**Records:**
* begin *

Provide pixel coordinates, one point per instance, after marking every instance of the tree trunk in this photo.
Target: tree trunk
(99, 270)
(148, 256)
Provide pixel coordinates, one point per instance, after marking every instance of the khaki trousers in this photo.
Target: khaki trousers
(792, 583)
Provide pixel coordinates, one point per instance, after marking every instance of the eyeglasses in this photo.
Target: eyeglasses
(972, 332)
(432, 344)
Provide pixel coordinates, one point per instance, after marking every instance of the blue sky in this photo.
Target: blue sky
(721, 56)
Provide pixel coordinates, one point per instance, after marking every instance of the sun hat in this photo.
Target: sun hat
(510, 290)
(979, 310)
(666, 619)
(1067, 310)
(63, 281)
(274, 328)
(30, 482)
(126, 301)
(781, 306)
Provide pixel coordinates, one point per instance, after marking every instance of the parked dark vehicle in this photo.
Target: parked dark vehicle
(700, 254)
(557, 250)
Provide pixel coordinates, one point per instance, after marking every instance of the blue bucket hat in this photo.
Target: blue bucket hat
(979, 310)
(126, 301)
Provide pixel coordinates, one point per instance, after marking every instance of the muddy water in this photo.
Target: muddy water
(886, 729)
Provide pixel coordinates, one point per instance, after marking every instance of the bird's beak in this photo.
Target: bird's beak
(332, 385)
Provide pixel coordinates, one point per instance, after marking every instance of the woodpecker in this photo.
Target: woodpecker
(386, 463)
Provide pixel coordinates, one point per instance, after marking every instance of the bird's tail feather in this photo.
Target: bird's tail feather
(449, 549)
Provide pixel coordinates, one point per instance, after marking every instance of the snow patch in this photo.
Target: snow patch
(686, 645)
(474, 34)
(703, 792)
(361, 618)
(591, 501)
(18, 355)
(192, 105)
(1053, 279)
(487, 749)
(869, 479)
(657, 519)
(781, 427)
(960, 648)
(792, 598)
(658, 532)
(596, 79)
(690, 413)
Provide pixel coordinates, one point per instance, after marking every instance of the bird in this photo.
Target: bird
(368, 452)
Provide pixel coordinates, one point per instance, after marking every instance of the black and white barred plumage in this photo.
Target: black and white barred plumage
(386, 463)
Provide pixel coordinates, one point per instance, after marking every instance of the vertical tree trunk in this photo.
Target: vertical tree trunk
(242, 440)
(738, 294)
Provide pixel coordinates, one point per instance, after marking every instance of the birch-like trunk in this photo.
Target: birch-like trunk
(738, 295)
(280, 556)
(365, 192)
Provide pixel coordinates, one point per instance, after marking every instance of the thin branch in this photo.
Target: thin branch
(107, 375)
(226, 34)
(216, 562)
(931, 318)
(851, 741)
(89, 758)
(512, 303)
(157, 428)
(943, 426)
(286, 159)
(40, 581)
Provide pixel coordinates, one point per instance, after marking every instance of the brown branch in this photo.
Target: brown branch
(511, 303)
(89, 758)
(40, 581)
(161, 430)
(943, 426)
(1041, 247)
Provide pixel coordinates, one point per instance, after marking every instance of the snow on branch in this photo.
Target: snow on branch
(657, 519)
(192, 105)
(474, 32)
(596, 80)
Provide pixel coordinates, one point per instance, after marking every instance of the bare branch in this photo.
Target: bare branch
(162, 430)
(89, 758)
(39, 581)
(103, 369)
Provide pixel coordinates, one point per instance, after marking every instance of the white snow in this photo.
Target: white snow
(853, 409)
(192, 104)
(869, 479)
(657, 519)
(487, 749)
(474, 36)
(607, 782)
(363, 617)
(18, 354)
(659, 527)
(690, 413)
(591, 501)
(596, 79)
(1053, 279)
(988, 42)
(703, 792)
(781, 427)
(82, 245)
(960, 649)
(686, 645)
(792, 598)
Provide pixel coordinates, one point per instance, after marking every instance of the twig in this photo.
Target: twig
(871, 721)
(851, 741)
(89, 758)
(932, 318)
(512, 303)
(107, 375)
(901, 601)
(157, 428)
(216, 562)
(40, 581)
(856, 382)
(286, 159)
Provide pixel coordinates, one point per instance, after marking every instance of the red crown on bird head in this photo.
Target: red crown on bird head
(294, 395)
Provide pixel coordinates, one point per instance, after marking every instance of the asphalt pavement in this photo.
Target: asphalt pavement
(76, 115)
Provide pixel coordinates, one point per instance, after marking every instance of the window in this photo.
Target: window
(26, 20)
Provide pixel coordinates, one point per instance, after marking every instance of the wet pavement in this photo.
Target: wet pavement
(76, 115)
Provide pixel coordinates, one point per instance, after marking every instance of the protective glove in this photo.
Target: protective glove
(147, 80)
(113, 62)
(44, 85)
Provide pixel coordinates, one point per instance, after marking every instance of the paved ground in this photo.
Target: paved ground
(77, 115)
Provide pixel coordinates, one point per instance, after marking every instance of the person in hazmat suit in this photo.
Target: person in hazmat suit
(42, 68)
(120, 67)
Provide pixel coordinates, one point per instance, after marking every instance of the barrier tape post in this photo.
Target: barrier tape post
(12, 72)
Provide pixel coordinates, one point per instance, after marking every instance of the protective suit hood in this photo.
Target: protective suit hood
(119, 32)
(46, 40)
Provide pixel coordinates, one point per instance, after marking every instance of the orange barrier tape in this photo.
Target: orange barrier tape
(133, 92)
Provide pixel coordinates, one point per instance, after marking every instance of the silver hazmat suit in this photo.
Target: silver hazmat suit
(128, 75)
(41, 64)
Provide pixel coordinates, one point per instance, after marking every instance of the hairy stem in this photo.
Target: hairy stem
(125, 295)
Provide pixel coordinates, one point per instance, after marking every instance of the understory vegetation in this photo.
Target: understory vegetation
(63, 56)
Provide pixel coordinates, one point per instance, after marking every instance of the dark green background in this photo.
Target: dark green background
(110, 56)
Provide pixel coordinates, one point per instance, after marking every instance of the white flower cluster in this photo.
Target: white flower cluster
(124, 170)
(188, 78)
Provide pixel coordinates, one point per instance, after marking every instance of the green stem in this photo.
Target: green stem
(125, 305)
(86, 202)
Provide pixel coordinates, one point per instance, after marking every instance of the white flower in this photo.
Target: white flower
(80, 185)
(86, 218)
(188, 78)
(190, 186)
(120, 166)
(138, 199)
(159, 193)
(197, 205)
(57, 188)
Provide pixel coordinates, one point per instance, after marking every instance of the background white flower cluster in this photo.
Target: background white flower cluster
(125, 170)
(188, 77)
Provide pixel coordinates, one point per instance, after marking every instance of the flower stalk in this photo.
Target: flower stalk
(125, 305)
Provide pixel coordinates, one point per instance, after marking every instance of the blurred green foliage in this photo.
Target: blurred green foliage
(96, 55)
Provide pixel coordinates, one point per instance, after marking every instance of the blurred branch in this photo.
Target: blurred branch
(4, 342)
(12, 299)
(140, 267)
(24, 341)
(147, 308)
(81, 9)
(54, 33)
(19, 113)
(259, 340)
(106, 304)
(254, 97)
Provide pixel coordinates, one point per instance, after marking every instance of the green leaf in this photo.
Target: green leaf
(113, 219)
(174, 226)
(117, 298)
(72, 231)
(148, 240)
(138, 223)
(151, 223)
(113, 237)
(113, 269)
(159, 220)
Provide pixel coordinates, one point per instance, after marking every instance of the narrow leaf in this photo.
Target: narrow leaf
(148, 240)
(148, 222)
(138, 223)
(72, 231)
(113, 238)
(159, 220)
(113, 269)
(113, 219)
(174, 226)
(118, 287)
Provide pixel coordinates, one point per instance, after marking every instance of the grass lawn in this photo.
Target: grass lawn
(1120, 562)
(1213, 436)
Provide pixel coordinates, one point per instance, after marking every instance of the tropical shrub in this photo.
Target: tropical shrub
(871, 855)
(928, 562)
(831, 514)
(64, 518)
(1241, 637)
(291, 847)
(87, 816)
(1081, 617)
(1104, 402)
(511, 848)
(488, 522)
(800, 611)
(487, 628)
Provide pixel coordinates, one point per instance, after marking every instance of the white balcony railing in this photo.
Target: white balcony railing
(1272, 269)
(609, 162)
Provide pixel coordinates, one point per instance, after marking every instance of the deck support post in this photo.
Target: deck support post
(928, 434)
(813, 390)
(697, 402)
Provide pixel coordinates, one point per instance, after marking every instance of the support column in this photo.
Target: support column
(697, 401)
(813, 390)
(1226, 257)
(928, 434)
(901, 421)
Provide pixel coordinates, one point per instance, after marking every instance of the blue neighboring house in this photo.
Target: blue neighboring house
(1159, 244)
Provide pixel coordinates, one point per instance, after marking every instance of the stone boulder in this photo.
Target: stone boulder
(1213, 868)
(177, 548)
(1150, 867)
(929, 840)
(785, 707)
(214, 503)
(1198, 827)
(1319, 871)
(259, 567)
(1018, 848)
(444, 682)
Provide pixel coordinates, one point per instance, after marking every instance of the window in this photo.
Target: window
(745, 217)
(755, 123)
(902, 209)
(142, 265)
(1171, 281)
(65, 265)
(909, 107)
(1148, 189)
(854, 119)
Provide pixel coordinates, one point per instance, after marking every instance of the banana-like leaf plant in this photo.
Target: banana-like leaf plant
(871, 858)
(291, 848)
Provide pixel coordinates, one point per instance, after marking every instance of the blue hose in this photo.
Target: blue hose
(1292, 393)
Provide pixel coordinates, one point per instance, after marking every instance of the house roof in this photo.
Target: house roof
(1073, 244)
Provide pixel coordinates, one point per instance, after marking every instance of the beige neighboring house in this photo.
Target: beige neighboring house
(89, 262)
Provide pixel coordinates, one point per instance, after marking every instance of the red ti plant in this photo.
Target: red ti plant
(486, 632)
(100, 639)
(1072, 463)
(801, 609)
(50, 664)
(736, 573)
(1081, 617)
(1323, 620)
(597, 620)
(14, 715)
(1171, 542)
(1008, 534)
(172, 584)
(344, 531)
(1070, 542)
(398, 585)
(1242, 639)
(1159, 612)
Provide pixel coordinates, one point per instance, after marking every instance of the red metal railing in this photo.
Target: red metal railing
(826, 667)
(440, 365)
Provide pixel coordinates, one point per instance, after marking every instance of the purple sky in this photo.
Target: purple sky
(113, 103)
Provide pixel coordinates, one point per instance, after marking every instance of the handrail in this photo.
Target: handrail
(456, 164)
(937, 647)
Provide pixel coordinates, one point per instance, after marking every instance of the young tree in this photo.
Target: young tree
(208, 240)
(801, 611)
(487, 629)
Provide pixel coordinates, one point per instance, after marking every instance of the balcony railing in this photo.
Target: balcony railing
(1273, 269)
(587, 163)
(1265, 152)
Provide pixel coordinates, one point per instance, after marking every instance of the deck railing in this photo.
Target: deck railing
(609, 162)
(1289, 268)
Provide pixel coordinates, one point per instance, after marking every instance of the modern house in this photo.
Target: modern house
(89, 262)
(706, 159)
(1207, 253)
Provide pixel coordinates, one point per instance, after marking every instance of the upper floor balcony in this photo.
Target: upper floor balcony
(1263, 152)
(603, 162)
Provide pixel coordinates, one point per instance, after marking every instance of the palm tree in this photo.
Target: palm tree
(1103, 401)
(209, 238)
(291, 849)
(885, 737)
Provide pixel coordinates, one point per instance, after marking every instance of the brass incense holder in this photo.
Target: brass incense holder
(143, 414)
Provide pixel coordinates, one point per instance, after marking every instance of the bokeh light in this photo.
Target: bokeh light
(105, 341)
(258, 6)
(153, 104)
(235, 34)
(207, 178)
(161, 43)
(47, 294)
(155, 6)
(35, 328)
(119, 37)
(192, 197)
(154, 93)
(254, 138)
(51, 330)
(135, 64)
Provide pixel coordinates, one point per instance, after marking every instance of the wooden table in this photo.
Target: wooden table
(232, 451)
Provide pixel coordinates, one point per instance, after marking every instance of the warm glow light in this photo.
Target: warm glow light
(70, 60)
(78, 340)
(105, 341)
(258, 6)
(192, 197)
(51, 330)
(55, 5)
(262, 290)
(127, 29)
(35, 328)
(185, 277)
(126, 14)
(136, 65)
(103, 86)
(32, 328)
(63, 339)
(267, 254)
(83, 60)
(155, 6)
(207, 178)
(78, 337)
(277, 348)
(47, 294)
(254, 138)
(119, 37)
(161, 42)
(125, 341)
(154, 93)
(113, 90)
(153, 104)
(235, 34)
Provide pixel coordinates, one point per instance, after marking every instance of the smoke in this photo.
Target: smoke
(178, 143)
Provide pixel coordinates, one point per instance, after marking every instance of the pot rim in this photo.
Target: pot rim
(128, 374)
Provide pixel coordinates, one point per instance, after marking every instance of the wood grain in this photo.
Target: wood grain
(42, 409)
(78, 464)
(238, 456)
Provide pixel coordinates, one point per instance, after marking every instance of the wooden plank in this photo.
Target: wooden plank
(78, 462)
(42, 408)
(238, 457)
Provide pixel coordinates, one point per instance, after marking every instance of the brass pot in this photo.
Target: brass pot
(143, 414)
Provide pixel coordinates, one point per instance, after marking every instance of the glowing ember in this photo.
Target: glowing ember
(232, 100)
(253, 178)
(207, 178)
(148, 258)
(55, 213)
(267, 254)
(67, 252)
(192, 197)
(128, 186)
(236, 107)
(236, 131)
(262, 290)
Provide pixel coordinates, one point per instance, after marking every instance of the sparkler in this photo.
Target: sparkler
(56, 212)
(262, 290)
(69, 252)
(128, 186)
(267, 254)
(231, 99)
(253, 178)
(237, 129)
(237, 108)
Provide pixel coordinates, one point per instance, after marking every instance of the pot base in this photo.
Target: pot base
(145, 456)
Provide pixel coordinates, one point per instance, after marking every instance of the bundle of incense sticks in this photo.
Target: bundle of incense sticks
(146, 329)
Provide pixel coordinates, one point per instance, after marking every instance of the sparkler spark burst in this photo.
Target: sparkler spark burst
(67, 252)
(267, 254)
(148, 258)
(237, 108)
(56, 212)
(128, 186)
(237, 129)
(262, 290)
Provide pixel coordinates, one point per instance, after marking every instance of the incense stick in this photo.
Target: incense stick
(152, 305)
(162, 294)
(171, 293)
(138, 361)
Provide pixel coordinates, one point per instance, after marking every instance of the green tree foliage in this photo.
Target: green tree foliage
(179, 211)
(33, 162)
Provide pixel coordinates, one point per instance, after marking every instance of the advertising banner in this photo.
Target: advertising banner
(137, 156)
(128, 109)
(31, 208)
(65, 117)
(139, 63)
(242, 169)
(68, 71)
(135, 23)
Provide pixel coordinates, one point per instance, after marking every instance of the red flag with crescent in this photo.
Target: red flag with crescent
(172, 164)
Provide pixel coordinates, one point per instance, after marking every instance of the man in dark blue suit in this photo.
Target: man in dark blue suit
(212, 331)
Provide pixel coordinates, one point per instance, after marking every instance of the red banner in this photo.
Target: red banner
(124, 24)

* end *

**Exercise objective:**
Starting at the line that contains "advertising banner in this photo.", quote each remaining line of the entries above, unchanged.

**Answer to this task:**
Provide pixel coordinates, one point per instance, after marking every instance of the advertising banner in this photo.
Target: advertising banner
(137, 156)
(128, 109)
(31, 208)
(65, 117)
(139, 63)
(242, 169)
(68, 71)
(135, 23)
Provide pixel coordinates, one point per instance, after marking every instance of the red flag with crescent in this photo.
Target: red flag with crescent
(172, 164)
Provide pixel coordinates, one point per instance, after marking every instance of the man in dark blue suit in this photo.
Target: man in dark blue suit
(212, 331)
Provide pixel coordinates, one point per instance, after marking every instance of the red banner in this photo.
Target: red banner
(124, 24)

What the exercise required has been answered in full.